- Text -
=======
Ivan Barry Trayling OAM is a former Australian politician.

Ivan Trayling was born in 1936 in Hobart, Tasmania, the son of Ronald George Trayling, Chief Clerk of the State Superannuation Board of the State of Tasmania & the state Labor Party auditor, and Gwendoline Florence Iles.

He went to A.G. Ogilve High School in Hobart, Tasmania and was a star athlete. Trayling broke a school record on 25 March 1952 which had stood for 14 years when he won the boys' 880 yards championship at the A. G. Ogilvie High School athletic sports, clipping 2 seconds off the previous record set in 1938. He followed that up the next day with winning the open 100 (in a record 10.1 seconds), 220 and 440 yards, giving him that year's open title. He was in the Australian Army Cadets for 5 years.

In his first marriage, to Thelma Gwenneth Oberin, a descendant of immigrants from Germany, Scotland, Ireland, and England, he had two children, Sue and Richard. In 1977, after his divorce, he married Bernadette Simmons (daughter of CDR JB Simmons and Dr Charlotte Simmons), who was descended from a noble Portuguese family traced back to Braz Fernandes (1791–1865), Knight Commander of the Order of Christ and the first ever Vice Consul of Portugal in Bombay. They had one son, Mark.

He is a graduate of the Australian Department of Defence Industrial Mobilisation Course.
=======
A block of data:
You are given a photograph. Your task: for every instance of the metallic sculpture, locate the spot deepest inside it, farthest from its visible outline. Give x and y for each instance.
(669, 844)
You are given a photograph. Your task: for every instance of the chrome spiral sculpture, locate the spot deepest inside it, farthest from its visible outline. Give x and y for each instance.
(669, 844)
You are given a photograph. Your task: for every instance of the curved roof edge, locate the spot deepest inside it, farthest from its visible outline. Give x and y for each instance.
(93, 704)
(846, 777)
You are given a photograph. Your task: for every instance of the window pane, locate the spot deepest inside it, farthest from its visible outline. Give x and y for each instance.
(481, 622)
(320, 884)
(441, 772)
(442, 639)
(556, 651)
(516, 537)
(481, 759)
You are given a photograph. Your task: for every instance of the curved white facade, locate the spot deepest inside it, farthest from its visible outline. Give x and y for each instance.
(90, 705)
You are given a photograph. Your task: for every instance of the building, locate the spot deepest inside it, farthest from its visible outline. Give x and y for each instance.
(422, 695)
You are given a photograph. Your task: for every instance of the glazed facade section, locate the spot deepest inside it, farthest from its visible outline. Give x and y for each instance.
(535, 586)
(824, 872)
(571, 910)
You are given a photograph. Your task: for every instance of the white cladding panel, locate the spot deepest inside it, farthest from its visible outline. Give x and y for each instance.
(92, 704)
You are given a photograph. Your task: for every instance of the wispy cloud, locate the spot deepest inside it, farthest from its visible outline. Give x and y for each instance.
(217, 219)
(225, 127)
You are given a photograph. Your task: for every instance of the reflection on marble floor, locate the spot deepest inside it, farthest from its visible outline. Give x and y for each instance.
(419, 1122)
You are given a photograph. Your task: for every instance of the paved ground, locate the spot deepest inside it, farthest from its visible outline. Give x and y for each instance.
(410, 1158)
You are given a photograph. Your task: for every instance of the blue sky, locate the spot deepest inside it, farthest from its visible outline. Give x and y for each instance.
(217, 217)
=======
- Written task 1 -
According to the Ivan Trayling text, how long had the school record he broke in the boys' 880 yards stood?
- Written task 2 -
Reproduce the Ivan Trayling text word for word from "He went to A.G." up to and including "for 5 years.".
Base every answer on the text alone.

- Output 1 -
14 years

- Output 2 -
He went to A.G. Ogilve High School in Hobart, Tasmania and was a star athlete. Trayling broke a school record on 25 March 1952 which had stood for 14 years when he won the boys' 880 yards championship at the A. G. Ogilvie High School athletic sports, clipping 2 seconds off the previous record set in 1938. He followed that up the next day with winning the open 100 (in a record 10.1 seconds), 220 and 440 yards, giving him that year's open title. He was in the Australian Army Cadets for 5 years.